What this task involves: The records below are to be reproduced exactly, and no picture should appear in the copy.

(Stored data entries)
====
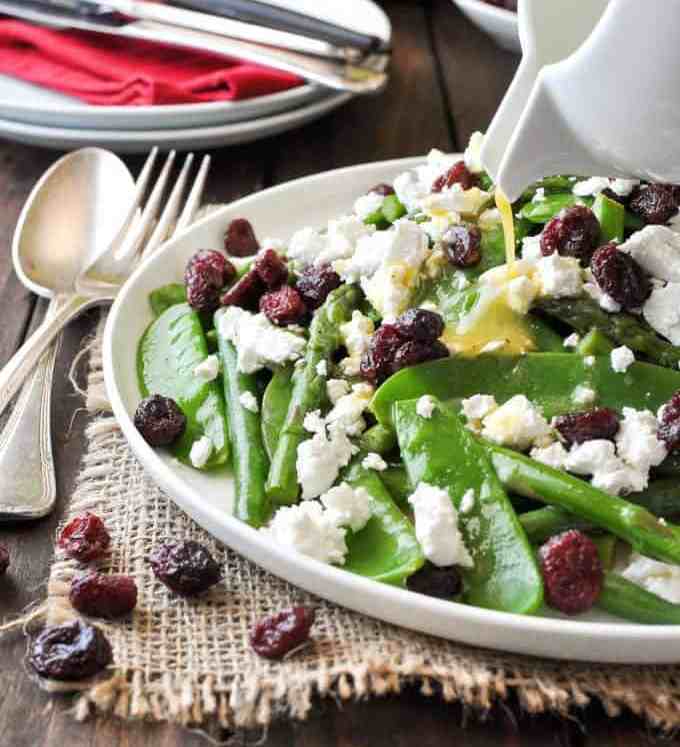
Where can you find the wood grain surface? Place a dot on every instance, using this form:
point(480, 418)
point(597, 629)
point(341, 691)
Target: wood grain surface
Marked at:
point(447, 80)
====
Solved exercise:
Where can you find the wood grain surface? Place a dot on every instance, using this form:
point(480, 418)
point(597, 629)
point(341, 691)
Target: wood grain surface
Marked at:
point(447, 80)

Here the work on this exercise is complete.